→ **PAGE EXTRACT**:
· · ·

I would like you to ask yourself this first question before you finish reading all the way through this post and take a moment to quietly notice any thoughts that pop up in response to the question. I would also be very interested to hear what you found as well, but that is secondary to you noticing the thoughts that pop up. The question is "Will I have another lucid dream soon?"

...

When you are done with that, I was also curious if you were using micro-wbtb when you were having the most success?

----------


## FryingMan

> Yes!  I completed two basic TOTM last night!  The dream is here.



W00T!   Congrats!   Keep that ball rolling!




> A special point of interest in this dream is the strange way I became lucid.  I entered a lucid dream by using an induction technique _within_ another dream.



Haha, I know, I've done that a few times.    I've "WILDed" from within a dream before and the best part about it is that it's so easy!  

On the subject of mindfulness and lucid living: I think it's important to maintain the frequently-visited thought and intent that "I desire to get lucid in dreams."    This is where mindfulness for LDing diverts a bit from generic mindfulness and Buddhist practices, because we do need to insert a bit of "judgement" about our experiences.  Not good/bad judgement, but making a determination about our state.

The way I like to frame it (because I prefer not to reach a conclusion of "not dreaming") is: am I currently experiencing a waking dream or a sleeping dream?

----------


## dreamingaze

Hi fogelbise!  Thanks for the welcome!  I'm very happy to be here in good company.  





> I would like you to ask yourself this first question before you finish reading all the way through this post and take a moment to quietly notice any thoughts that pop up in response to the question. I would also be very interested to hear what you found as well, but that is secondary to you noticing the thoughts that pop up. The question is "Will I have another lucid dream soon?"



I spend a lot of time being mindful of my thoughts and feelings as they happen, so this was a natural exercise for me.  I am pleased that my immediate response to this question was an enthusiastic and confident "ABSOLUTELY."  I've become aware of a deepening confidence in my ability to lucid dream.  Despite my frustrations over dry spells, I can honestly look back over the last two years and give myself credit now for what I've done with my dreaming even while feeling buried in graduate studies.  My life has been nuts, but my lucid dreams always resurface when I return my attention to them.  I am currently aware of a very interesting process taking place where I can feel a number of key things in my life, including my education (psychology, counseling) and my spiritual background (shamanism, occultism, Buddhism), coming together in a beautifully cohesive way.  Rather than keeping my various interests in different mental compartments, so to speak, I can feel them blending now into a single path.  What's really amazing to me is that lucid dreaming is the thread that ties it all together!   I think that is why FryingMan's comments about lucid living really struck home for me.  This feels like an extremely important shift in my life, so I am anxious to see where this takes me.  






> When you are done with that, I was also curious if you were using micro-wbtb when you were having the most success?



Looking back over my periods of success, I can see that my WILDS occurred when was I using longer WBTB sessions.  For awhile, I was doing a body awareness meditation/visualization during those longer sessions that increased my success.  The micro sessions have been spread all over the last two years, so it's hard to identify any other patterns there other than the fact that they consistently provide more dream recall and additional opportunity to think about dreams without the interference of daytime clutter.

· · ·

→ **INFORMATION SHOWN**:
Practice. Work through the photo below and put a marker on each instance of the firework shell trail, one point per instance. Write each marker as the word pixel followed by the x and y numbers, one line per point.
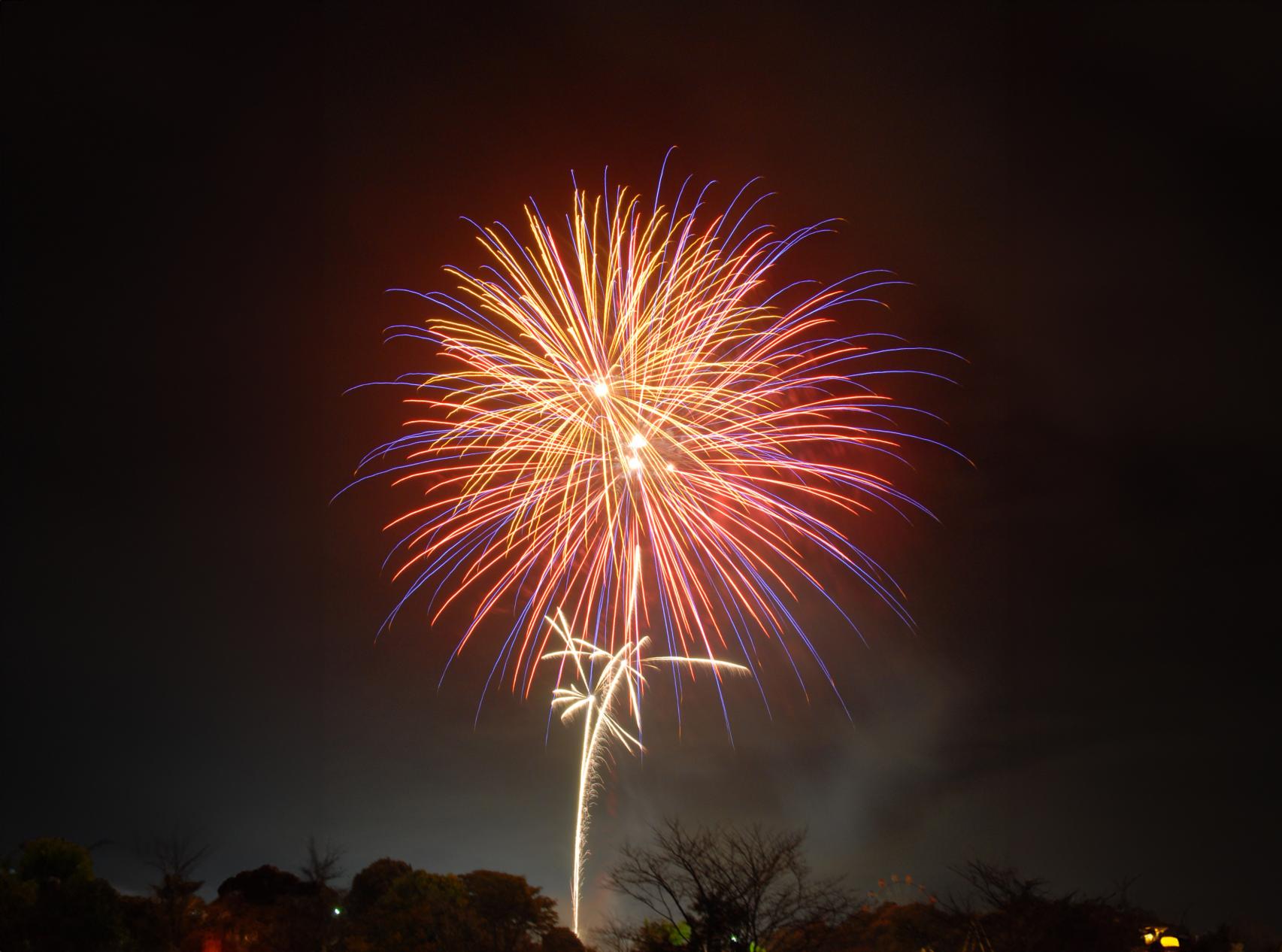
pixel 636 424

· · ·

→ **WHAT THIS EXERCISE ASKS**:
1) In the lucid dreaming thread, substitute "nighttime dream" for "sleeping dream" throughout the text between "On the subject" and "a sleeping dream?", inclusive.
2) According to the lucid dreaming thread, during what kind of sessions did dreamingaze's WILDs occur?
3) From the lucid dreaming thread, render this sentence in Spanish: "My life has been nuts, but my lucid dreams always resurface when I return my attention to them."

→ **ANSWERS PER TASK**:
1)
On the subject of mindfulness and lucid living: I think it's important to maintain the frequently-visited thought and intent that "I desire to get lucid in dreams."    This is where mindfulness for LDing diverts a bit from generic mindfulness and Buddhist practices, because we do need to insert a bit of "judgement" about our experiences.  Not good/bad judgement, but making a determination about our state.

The way I like to frame it (because I prefer not to reach a conclusion of "not dreaming") is: am I currently experiencing a waking dream or a nighttime dream?

2) During longer WBTB sessions.

3) Mi vida ha sido una locura, pero mis sueños lúcidos siempre vuelven a surgir cuando les devuelvo mi atención.